▶ _DATASET_:
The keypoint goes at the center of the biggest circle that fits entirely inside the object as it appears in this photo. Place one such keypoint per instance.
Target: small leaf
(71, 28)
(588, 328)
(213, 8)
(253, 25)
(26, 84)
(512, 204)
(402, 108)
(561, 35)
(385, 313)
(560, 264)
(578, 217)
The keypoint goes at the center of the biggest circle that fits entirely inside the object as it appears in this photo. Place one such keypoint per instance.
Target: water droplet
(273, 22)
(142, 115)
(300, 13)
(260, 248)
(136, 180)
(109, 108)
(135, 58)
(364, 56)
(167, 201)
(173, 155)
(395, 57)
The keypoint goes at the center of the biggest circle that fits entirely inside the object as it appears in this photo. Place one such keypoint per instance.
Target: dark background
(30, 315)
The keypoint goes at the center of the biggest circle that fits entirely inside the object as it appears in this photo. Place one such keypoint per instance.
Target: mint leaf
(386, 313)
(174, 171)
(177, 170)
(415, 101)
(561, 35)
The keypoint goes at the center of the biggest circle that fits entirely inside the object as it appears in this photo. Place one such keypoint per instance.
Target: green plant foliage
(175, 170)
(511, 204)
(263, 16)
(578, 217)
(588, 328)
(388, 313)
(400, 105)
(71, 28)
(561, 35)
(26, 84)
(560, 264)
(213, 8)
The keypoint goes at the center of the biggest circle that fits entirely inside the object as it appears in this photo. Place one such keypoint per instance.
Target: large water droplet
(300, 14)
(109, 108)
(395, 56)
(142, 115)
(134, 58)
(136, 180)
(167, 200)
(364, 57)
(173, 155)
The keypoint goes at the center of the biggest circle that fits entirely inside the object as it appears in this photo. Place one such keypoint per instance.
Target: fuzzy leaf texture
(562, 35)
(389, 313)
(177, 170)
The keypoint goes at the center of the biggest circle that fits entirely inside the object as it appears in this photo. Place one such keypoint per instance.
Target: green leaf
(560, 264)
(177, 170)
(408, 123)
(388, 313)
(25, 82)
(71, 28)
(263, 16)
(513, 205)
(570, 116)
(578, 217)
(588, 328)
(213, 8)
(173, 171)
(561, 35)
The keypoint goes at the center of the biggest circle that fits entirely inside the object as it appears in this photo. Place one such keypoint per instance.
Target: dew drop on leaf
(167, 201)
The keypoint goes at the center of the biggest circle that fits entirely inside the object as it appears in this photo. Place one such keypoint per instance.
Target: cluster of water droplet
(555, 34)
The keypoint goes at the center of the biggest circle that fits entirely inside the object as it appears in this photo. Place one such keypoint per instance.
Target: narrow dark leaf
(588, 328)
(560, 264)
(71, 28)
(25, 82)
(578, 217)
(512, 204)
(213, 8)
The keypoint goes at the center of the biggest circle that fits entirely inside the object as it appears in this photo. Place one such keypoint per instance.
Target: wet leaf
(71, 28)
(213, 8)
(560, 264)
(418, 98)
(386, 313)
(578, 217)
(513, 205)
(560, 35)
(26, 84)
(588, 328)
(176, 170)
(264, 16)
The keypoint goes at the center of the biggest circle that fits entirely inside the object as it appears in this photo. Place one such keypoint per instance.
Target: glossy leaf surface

▶ _YOUR TASK_:
Copy all of the data above, character for character.

▶ _SOLUTION TO THIS EXERCISE_:
The keypoint goes at the center of the biggest circle that fits entirely inside the object as it appears in this photo. Place one such keypoint per instance.
Target: small leaf
(71, 28)
(588, 328)
(213, 8)
(253, 25)
(26, 84)
(512, 204)
(402, 108)
(561, 35)
(385, 313)
(560, 264)
(578, 217)
The keypoint goes at the center of the biggest circle that fits entirely inside the object as it appears in this photo. Place one such keypoint per instance.
Target: water droplet
(273, 22)
(142, 115)
(300, 13)
(260, 248)
(136, 180)
(109, 108)
(135, 58)
(364, 56)
(167, 201)
(173, 155)
(395, 57)
The keypoint goes at the center of the biggest circle that fits entirely inside the object as it appears in this photo. Place one such keypoint per instance.
Target: dark background
(30, 315)
The keypoint goes at the center of the biggest circle that fits entirely inside the object as it appears in this photo. Place one such keypoint per instance.
Target: mint leaf
(386, 313)
(174, 171)
(177, 170)
(415, 101)
(561, 35)
The keypoint goes at the center of the biggest circle that fits entirely inside the object as it appears in this photo. Place one such keypoint per instance.
Target: green plant foliage
(175, 170)
(511, 204)
(263, 16)
(578, 217)
(588, 328)
(388, 313)
(400, 105)
(71, 28)
(561, 35)
(26, 84)
(560, 264)
(213, 8)
The keypoint goes at the center of the biggest circle that fits entirely inside the object as it appears in this photo. Place one such keypoint per instance.
Target: large water droplet
(300, 14)
(109, 108)
(395, 56)
(142, 115)
(134, 58)
(136, 180)
(167, 200)
(364, 57)
(173, 155)
The keypoint goes at the center of the biggest circle that fits entirely inside the object as it appears in this photo. Place one such keypoint per instance.
Target: fuzzy leaf texture
(562, 35)
(389, 313)
(177, 170)
The keypoint goes at the center of the biggest circle that fits entirely inside the object as it appears in this photo. Place one such keypoint per instance.
Target: green leaf
(560, 264)
(177, 170)
(408, 123)
(388, 313)
(25, 82)
(71, 28)
(263, 16)
(513, 205)
(570, 116)
(578, 217)
(588, 328)
(213, 8)
(173, 171)
(561, 35)
The keypoint goes at the center of the biggest circle that fits entirely inside the object as it appears in this photo. Place one such keypoint per instance.
Target: dew drop on leaf
(167, 201)
The keypoint goes at the center of the biggest circle that fits entirely inside the object as it appears in this photo. Place one such keypoint per instance.
Target: cluster of water droplet
(555, 34)
The keypoint goes at the center of the biggest circle that fits entirely inside the object as it appears in this photo. Place one such keypoint per instance.
Target: narrow dark leaf
(588, 328)
(560, 264)
(71, 28)
(25, 82)
(578, 217)
(512, 204)
(213, 8)
The keypoint goes at the center of the biggest circle that fits entirely inside the object as it appears in this photo. Place one such keypoint per instance.
Target: wet leaf
(71, 28)
(213, 8)
(560, 264)
(418, 98)
(386, 313)
(578, 217)
(513, 205)
(560, 35)
(26, 84)
(588, 328)
(176, 170)
(264, 16)
The keypoint goes at the center of the biggest circle that fits entirely inside the object as it appears in this photo. Place one such keypoint per instance.
Target: glossy leaf surface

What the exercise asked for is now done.